▶ THE REQUEST
Reproduce the rows from the line containing "For each instance of the white" through the end of the recorded data, inclusive, swapping "service" for "endpoint" and leaving everything else unchanged.

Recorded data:

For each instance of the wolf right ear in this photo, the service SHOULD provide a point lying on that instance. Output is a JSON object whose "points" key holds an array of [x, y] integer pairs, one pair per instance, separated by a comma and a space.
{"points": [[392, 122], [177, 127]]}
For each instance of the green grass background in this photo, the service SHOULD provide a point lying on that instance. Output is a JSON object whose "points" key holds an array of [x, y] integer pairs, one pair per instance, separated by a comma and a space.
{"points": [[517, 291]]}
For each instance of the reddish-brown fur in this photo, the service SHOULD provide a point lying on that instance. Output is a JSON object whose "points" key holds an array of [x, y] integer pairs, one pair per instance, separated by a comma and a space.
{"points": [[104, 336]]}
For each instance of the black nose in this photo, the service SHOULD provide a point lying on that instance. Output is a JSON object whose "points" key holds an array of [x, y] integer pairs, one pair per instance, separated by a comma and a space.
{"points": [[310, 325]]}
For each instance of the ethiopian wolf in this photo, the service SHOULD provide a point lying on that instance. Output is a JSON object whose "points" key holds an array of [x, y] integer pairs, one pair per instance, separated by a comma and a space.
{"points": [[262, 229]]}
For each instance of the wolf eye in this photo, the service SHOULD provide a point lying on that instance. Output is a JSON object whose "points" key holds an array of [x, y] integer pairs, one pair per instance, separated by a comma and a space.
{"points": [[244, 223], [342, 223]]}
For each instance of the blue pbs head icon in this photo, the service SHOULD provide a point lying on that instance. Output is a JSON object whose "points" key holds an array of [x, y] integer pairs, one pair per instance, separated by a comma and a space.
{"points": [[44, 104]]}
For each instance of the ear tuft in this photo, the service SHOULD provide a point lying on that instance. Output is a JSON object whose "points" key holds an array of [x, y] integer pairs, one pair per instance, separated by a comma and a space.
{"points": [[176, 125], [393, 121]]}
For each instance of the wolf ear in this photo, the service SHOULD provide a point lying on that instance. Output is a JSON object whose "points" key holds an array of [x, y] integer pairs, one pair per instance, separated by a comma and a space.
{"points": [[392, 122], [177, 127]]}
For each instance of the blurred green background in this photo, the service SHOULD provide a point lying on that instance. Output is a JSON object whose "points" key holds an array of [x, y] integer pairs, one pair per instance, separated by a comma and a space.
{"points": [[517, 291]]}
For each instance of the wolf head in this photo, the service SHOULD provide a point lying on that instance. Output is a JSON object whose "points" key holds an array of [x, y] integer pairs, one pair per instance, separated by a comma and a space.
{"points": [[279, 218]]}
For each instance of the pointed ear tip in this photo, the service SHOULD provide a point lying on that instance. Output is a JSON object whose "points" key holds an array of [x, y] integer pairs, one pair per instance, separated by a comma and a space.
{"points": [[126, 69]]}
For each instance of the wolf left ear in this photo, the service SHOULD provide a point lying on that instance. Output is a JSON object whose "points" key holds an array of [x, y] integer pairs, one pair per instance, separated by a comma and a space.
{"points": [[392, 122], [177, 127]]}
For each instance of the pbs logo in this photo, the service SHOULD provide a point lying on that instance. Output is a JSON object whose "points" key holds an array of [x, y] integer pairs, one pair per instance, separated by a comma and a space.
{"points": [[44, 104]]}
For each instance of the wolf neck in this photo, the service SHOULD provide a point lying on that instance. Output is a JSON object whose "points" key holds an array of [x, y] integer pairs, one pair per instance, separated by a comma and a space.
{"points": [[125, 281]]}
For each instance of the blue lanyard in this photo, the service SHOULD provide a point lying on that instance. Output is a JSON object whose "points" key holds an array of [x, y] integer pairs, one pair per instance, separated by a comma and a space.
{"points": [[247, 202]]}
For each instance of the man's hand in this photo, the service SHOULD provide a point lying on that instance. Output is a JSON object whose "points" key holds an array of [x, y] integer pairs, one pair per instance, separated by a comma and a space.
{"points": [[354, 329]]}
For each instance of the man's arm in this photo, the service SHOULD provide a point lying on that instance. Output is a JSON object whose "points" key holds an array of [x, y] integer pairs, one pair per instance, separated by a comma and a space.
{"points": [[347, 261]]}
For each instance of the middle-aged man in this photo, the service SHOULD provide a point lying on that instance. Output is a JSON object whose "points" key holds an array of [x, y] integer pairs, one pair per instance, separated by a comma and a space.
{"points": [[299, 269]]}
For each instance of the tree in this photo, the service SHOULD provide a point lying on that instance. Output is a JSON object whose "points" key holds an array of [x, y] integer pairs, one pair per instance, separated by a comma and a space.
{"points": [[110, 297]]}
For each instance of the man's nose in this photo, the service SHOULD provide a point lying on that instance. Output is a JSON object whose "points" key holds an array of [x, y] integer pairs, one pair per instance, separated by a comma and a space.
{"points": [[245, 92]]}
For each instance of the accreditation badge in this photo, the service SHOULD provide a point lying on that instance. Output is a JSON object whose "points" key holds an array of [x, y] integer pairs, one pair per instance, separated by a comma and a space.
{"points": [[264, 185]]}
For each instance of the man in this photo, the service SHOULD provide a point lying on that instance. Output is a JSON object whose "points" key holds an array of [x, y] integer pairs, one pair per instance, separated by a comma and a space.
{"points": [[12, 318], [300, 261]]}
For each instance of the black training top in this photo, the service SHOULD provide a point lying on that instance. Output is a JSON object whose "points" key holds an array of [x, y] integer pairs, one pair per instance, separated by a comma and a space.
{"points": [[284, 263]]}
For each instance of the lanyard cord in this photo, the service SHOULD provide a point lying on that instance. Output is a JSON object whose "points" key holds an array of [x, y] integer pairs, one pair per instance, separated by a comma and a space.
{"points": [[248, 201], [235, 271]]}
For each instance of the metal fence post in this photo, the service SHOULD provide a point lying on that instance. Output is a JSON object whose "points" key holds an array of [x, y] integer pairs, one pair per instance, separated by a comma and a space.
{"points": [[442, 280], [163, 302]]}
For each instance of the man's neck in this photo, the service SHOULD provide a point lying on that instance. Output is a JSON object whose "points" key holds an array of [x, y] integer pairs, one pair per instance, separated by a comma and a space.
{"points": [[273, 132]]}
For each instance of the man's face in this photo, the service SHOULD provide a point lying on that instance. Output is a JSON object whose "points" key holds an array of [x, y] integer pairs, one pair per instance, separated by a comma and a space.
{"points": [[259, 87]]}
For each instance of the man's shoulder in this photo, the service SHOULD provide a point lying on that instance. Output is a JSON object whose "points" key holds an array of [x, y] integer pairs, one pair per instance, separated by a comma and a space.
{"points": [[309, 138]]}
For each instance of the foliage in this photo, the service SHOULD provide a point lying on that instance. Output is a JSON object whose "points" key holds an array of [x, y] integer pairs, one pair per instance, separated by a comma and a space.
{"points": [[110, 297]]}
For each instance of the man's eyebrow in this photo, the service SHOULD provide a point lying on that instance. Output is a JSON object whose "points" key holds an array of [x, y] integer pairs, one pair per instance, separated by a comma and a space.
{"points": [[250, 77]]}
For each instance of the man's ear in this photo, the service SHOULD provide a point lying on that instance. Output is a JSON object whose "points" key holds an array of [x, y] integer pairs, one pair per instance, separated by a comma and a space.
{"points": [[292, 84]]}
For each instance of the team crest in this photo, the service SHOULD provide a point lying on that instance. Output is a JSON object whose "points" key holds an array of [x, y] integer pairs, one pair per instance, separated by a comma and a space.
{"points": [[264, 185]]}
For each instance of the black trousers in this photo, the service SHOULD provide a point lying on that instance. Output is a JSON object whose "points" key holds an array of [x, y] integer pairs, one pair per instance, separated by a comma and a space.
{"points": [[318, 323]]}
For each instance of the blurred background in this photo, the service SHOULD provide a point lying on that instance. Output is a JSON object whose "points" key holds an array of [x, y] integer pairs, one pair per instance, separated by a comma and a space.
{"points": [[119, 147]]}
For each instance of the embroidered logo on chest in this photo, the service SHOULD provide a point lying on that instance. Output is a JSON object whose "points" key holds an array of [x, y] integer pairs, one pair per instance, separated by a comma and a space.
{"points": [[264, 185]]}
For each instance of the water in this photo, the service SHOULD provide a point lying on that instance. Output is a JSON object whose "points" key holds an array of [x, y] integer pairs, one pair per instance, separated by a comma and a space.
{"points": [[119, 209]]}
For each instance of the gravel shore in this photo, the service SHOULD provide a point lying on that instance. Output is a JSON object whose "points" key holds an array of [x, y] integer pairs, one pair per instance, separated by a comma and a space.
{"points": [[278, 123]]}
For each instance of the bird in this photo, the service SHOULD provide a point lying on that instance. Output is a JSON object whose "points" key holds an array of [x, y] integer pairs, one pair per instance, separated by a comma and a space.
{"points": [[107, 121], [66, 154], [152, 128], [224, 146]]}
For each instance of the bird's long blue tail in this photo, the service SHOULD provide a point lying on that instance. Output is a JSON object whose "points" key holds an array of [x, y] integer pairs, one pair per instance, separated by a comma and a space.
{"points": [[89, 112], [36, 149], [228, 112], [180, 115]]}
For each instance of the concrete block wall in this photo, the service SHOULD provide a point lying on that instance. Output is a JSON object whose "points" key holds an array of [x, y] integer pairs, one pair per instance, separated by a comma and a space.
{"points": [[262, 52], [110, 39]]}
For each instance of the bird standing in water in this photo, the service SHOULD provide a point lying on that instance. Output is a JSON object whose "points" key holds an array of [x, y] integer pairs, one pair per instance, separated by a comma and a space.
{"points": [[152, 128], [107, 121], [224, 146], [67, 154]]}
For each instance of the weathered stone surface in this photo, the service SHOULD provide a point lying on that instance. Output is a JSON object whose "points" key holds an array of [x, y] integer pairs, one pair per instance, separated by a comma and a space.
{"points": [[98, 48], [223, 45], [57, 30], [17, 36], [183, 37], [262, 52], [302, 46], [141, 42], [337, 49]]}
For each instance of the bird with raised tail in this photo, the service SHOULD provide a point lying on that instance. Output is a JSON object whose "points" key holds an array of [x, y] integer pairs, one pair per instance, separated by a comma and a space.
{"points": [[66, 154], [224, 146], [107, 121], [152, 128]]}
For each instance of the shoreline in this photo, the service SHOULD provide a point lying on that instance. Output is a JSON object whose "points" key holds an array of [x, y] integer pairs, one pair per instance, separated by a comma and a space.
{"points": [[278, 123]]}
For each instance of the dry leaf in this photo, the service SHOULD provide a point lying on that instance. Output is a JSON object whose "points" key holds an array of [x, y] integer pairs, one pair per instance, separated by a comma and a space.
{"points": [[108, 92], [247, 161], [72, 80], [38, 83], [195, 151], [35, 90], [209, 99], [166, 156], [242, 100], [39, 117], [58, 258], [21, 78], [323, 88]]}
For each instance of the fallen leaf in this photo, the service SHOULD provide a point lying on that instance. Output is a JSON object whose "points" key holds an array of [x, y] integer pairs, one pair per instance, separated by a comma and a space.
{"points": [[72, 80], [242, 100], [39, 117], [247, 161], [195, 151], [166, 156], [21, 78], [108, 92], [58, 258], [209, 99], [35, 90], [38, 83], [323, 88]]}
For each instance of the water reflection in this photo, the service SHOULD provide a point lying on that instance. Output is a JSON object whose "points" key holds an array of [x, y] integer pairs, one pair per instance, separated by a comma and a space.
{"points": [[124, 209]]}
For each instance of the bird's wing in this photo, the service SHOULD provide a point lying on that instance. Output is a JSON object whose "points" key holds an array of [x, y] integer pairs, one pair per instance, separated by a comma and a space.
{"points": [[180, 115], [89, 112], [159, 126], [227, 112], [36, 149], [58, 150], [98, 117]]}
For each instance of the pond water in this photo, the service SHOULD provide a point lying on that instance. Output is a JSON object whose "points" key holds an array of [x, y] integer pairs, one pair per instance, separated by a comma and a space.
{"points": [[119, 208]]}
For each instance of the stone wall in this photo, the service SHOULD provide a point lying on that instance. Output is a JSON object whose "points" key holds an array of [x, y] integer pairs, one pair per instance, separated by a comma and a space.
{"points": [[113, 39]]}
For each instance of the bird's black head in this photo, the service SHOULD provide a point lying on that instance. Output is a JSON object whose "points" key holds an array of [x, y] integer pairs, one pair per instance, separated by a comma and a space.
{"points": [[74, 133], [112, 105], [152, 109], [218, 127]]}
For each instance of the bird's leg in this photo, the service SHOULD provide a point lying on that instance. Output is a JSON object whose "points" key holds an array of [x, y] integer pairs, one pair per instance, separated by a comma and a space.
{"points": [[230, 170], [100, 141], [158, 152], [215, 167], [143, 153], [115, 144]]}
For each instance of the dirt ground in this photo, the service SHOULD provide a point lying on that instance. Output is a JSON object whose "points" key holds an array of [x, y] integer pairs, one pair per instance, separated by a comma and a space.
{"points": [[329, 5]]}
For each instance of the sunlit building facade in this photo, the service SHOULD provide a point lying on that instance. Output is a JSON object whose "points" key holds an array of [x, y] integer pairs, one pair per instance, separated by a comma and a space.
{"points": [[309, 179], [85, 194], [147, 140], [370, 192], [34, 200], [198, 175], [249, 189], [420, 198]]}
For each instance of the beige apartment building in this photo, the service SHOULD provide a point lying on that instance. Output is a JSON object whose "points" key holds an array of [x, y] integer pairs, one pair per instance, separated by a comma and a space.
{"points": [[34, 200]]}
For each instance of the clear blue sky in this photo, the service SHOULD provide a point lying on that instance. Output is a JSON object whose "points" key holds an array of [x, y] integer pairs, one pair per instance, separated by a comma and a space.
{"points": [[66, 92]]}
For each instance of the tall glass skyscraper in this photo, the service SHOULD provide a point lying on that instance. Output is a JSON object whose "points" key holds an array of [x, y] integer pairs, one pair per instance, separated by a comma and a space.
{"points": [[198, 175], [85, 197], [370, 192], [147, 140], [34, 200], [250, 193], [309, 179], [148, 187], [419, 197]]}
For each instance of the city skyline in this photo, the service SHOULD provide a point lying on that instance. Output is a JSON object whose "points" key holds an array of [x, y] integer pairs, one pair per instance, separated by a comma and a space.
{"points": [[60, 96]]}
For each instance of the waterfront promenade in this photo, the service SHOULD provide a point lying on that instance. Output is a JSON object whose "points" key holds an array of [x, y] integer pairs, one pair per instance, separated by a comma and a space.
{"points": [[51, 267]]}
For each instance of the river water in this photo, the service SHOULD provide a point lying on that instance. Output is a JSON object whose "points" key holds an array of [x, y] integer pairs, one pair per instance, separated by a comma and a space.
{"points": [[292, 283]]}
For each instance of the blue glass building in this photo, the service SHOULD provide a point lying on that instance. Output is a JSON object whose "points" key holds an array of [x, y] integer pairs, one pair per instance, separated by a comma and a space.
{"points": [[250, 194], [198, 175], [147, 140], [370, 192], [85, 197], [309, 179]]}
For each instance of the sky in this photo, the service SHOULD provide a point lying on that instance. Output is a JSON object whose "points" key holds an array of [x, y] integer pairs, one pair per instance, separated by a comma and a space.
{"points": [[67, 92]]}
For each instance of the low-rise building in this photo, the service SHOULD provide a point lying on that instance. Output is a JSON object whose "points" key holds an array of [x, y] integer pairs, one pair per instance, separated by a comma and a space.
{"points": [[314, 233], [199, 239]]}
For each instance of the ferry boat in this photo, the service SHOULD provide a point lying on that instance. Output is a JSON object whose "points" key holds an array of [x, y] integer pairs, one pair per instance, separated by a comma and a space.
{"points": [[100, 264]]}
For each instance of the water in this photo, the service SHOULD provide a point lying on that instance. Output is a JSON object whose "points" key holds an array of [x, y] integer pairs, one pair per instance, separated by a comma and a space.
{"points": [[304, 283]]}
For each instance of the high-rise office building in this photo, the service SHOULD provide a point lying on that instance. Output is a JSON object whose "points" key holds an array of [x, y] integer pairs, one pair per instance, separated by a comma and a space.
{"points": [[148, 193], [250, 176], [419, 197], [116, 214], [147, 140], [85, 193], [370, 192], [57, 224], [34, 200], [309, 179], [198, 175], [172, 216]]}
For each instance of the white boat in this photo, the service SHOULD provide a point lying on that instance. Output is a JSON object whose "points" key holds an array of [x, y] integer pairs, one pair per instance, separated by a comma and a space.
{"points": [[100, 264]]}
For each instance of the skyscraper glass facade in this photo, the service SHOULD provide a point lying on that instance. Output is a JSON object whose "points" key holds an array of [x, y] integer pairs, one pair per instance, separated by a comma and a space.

▶ EXERCISE SOLUTION
For each instance of the white boat in this photo, the endpoint SHOULD provide a point lying on that instance. Output is a JSON object whose "points" key holds an array of [x, y] integer pairs, one pair per instance, separated by a comma and a space.
{"points": [[100, 264]]}
For each instance of the skyscraper glass facade in this photo, the endpoint SHOULD provide a point lying on that instance. Output is a JSON object whose "points" key holds an array of [x, y] integer pairs, one pair per instance, separated by a comma and a space.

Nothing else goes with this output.